▸ Exercise brief
Output every line of the entries below verbatim, omitting the pictures.

[Location identification entries]
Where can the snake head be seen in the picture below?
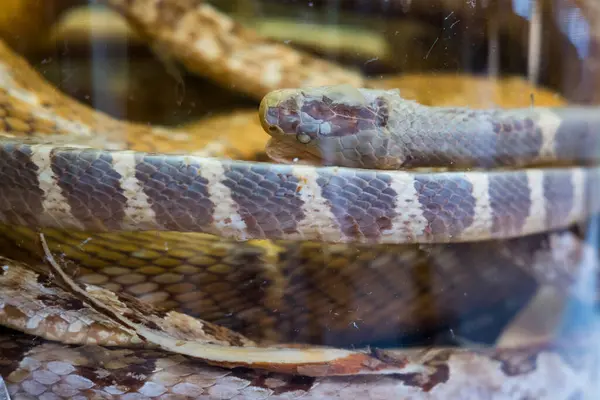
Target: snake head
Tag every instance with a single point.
(328, 125)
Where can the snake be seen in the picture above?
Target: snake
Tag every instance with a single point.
(57, 173)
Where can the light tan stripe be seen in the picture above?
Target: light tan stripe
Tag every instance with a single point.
(57, 211)
(536, 220)
(226, 218)
(483, 218)
(318, 215)
(409, 223)
(549, 123)
(138, 213)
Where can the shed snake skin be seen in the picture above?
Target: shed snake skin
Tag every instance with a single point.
(48, 186)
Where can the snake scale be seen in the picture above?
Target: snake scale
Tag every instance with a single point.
(65, 167)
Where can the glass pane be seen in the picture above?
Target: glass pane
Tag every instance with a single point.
(299, 199)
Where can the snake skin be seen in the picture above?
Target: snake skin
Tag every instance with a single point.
(45, 184)
(145, 369)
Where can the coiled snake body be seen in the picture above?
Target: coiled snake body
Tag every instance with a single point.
(67, 181)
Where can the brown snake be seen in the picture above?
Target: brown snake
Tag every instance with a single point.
(45, 185)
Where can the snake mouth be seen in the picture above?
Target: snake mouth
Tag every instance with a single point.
(282, 152)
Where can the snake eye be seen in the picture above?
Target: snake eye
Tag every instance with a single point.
(303, 138)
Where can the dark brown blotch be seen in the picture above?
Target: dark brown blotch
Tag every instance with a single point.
(268, 198)
(91, 186)
(68, 304)
(21, 199)
(177, 192)
(363, 203)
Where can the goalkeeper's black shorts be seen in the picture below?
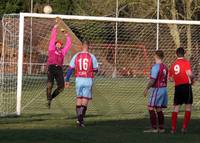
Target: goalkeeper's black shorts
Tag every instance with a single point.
(56, 72)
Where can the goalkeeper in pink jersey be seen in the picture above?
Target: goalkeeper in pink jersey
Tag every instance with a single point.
(84, 64)
(56, 53)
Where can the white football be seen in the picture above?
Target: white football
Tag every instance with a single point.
(47, 9)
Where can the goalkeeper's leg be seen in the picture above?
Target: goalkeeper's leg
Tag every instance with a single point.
(60, 82)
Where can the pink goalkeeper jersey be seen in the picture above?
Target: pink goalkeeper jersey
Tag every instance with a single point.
(56, 57)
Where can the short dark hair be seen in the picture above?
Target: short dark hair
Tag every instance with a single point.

▸ Solution to this exercise
Where can the snake head be seen in the picture below?
Target: snake head
Tag every instance with a single point.
(328, 125)
Where can the snake be seen in the picture above?
Target: snake
Tag every instance with a single point.
(57, 173)
Where can the light tan stripe be seen in the picture above?
Target: light tan stripe
Tag every instance with a single point.
(57, 211)
(536, 220)
(226, 218)
(483, 218)
(318, 215)
(409, 223)
(549, 123)
(138, 213)
Where can the shed snake skin be seen in the picture above?
Target: shed snake skin
Tag every instance with a single point.
(48, 186)
Where can the snake scale be seen in the picture above?
Target: snake scale
Tag every instance with a single point.
(65, 167)
Where can the glass pane be seen in the picture above?
Target: glass pane
Tag every instance with a single point.
(299, 199)
Where can the snake skin be seen in the picture above?
Target: snake skin
Tag every instance with a single point.
(45, 184)
(145, 369)
Where can the coiled snake body be seen in the picture above?
Target: coiled snake body
Tag every instance with a single point.
(67, 181)
Where can the brown snake be seen in the picture above?
Target: brown snake
Tag every instance with a single point.
(45, 185)
Where can the snake mouth be seen in the picture above?
Target: snake mouth
Tag every instance with a single point.
(282, 152)
Where can the snake eye be seen in the picture above?
Target: snake eye
Tag every instance with a single point.
(303, 138)
Where can the dark brown blotch be seen in the picture above?
Target: dark brown blotch
Tag every instance with a single point.
(268, 198)
(91, 186)
(68, 304)
(21, 199)
(177, 192)
(363, 203)
Where can the goalkeeper's black shorts be seen in the picture below?
Target: goalkeeper's black shorts
Tag every instance with a single point.
(56, 72)
Where can the goalkeeper in pink jersey be seen in the picture above?
Target: goalkeeper in pink jersey
Tag every instance with a single point.
(84, 64)
(56, 53)
Where can the white football be seen in the picture above?
Target: white football
Tag every instance with a single point.
(47, 9)
Where can the goalkeeper's leg be seen in the picture above?
Target: goalkeeper's leg
Tag every instance with a single point.
(60, 82)
Where can the pink goalkeeper jersey be seen in the picture above?
Target: pink goalkeeper jersey
Tag every instance with a single point.
(56, 57)
Where can the short dark hair be seen in the picture above?
Target: short dark hair
Tag every instance with a single point.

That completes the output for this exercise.